**DAFTAR TUGAS**
1. Ubah paragraf dalam reportase Kenduri Cinta yang dimulai dengan "Kenduri Cinta diawali dengan pembacaan Al-Quran" menjadi daftar butir yang lebih ringkas tanpa menghilangkan fakta utamanya.
2. Ambil dari daftar, tanpa mengubah apa pun, bagian yang dibuka oleh baris berisi "Batch job #47 — class: sunlit" dan ditutup oleh baris berisi "267;87;442;322". Kedua baris batas itu ikut disertakan.

**KUTIPAN TEKS**
──────────────────────────────

SOLD OUT

reportase kenduri cinta november 2011

Kenduri Cinta diawali dengan pembacaan Al-Quran. Adi Pujo lalu mengawali forum dengan paparannya tentang tafsir Sold Out yang diangkat menjadi tema acara malam itu, “Sold out ini bahasa Indonesianya kan laris, sampai habis-habisan. Apapun yang kita tawarkan dan mendapatkan imbalan, itulah yang dinamakan ‘jualan’, walaupun mungkin kita tidak meniatkannya untuk bener-bener jualan. Kalau diperhatikan sebenarnya yang diikutin menurut saya hanyalah angan-angan saja, korban mode, tanpa tahu apa yang sebenarnya diinginkan. Seperti juga mungkin tokoh-tokoh yang mengobral habis semua yang dimilikinya.”

Rusdianto menambahkan, “Berangkat dari tema sold out pada bulan ini, ini tema yang juga masih dalam wacana Kenduri Cinta. Di dalam Kenduri Cinta sudah kita pelajari bahwa hidup adalah tafsir. Saya ingin juga di Kenduri Cinta ini bagaimana sold out ini kita jadikan tafsir, kita bedah dari masing-masing yang hadir hari ini: ada dari aktivis perempuan, ada yang dari koperasi, ada yang dari segi keagamaan, maksudnya dari tafsir-tafsir maupun fikih-fikihnya. Nanti kita lihat bahwa ternyata transaksi kita kepada Allah itu sudah menjadi materialis, seperti kalau kita sedekah sekian dapetnya sekian. Jadi bukan kecintaan kita kepada Allah lagi dasarnya.

──────────────────────────────

**DAFTAR TERSEDIA**
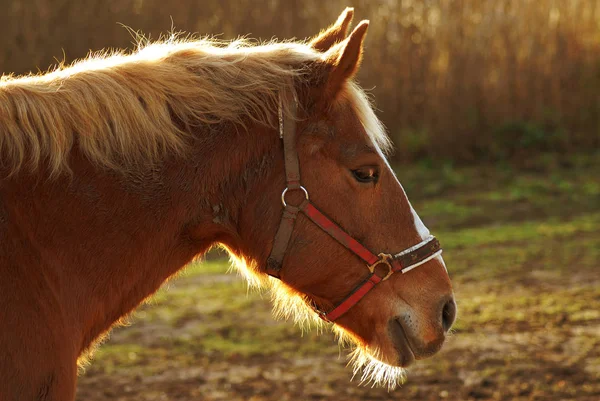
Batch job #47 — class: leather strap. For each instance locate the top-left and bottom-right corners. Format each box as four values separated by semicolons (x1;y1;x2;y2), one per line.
267;89;302;278
267;85;442;322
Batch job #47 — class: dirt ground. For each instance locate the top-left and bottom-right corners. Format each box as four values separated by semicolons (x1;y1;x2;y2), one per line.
77;157;600;401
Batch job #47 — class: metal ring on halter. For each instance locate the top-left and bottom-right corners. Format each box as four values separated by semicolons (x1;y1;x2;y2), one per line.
281;185;308;207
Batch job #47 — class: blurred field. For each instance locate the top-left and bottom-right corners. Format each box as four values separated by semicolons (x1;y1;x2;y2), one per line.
0;0;600;164
77;153;600;401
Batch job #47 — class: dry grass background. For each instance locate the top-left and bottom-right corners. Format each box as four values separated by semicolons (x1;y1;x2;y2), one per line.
0;0;600;162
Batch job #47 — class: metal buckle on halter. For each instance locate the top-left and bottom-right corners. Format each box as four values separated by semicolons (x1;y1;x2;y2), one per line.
368;253;394;281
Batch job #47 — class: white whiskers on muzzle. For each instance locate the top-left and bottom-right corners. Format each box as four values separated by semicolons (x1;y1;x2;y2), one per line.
348;347;406;391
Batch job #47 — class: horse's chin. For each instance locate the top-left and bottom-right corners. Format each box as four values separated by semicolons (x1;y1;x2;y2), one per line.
350;347;406;390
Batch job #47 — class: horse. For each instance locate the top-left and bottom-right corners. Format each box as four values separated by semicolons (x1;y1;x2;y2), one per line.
0;9;456;401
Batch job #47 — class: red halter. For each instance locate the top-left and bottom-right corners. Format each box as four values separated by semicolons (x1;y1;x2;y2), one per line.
267;91;442;322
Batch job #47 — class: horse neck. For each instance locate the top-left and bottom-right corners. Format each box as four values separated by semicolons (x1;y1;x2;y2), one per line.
0;119;283;352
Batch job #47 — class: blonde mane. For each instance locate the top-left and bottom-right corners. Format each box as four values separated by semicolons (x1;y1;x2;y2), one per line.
0;39;319;173
0;38;389;175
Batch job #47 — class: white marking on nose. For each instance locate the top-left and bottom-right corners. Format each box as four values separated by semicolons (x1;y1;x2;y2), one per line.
408;201;431;240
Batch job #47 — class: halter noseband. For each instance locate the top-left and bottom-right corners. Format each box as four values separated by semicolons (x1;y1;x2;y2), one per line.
267;90;442;322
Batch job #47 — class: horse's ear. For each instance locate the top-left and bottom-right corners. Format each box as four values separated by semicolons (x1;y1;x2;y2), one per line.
310;7;354;52
323;20;369;97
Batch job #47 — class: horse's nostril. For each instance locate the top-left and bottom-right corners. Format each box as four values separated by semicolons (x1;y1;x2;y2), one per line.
442;298;456;332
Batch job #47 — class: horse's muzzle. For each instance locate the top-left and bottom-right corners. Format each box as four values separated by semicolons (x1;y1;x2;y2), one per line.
389;296;456;367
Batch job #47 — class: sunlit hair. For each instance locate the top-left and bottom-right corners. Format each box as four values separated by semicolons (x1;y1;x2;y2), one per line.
0;37;389;174
0;35;319;173
0;32;403;388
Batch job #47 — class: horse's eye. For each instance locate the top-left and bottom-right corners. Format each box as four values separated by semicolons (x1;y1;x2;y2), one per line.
352;166;379;183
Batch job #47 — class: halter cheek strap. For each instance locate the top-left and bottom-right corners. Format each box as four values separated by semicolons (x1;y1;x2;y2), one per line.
267;87;442;322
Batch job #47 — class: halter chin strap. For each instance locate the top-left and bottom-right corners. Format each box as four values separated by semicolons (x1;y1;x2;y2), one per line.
267;86;442;322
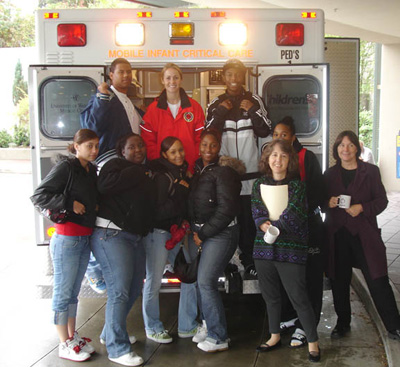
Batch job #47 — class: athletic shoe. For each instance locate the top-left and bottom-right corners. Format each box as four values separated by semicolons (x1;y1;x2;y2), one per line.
192;320;208;343
87;277;107;294
100;335;137;345
197;339;229;353
146;330;172;344
58;338;90;362
108;352;144;366
178;325;201;338
73;331;96;354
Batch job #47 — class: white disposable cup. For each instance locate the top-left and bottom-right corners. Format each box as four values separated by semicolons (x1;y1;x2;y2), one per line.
338;195;351;209
264;226;280;245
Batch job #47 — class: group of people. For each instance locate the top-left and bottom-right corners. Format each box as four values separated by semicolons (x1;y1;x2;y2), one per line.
33;59;400;366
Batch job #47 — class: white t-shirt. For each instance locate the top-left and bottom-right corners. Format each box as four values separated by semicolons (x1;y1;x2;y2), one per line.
167;101;181;119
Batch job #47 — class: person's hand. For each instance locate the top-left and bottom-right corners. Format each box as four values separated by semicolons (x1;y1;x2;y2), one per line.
240;99;254;111
259;220;271;232
193;232;203;247
73;200;86;215
97;82;111;94
328;196;339;209
219;99;233;110
179;180;189;189
345;204;364;218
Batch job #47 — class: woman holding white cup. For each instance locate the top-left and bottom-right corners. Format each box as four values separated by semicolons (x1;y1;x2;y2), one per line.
251;139;321;362
324;131;400;340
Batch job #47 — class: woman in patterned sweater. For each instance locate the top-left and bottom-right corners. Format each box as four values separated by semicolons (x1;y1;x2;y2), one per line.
251;140;321;362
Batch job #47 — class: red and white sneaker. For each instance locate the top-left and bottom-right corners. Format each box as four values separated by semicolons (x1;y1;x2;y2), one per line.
73;331;96;354
58;338;90;362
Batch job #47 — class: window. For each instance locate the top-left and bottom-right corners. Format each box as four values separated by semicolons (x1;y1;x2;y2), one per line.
263;75;321;137
40;77;97;140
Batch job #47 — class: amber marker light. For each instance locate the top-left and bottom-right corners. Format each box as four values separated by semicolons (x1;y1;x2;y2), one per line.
174;11;189;18
46;227;56;238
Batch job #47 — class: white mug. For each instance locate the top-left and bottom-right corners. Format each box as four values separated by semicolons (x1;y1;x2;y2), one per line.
338;195;351;209
264;226;280;245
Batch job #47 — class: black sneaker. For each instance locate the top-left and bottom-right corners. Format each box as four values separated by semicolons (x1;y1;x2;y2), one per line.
245;264;257;278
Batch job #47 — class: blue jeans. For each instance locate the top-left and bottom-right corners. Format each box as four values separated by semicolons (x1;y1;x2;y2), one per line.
50;233;90;325
189;225;239;343
85;252;103;282
143;229;198;334
90;228;145;358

──────────────────────────────

**JAWABAN TUGAS**
1.
- Acara dibuka dengan pembacaan Al-Quran.
- Adi Pujo membuka forum dengan paparan tentang tafsir "Sold Out", tema acara malam itu.
- Menurutnya, sold out dalam bahasa Indonesia berarti laris sampai habis-habisan.
- Apa pun yang ditawarkan dan mendapat imbalan disebut "jualan", walaupun tidak diniatkan untuk benar-benar berjualan.
- Ia menilai yang diikuti sebenarnya hanya angan-angan dan mode, tanpa tahu apa yang sebenarnya diinginkan.
- Hal serupa mungkin berlaku pada tokoh-tokoh yang mengobral habis semua miliknya.

2.
Batch job #47 — class: sunlit hair. For each instance locate the top-left and bottom-right corners. Format each box as four values separated by semicolons (x1;y1;x2;y2), one per line.
0;37;389;174
0;35;319;173
0;32;403;388
Batch job #47 — class: horse's eye. For each instance locate the top-left and bottom-right corners. Format each box as four values separated by semicolons (x1;y1;x2;y2), one per line.
352;166;379;183
Batch job #47 — class: halter cheek strap. For each instance locate the top-left and bottom-right corners. Format each box as four values separated by semicolons (x1;y1;x2;y2), one per line.
267;87;442;322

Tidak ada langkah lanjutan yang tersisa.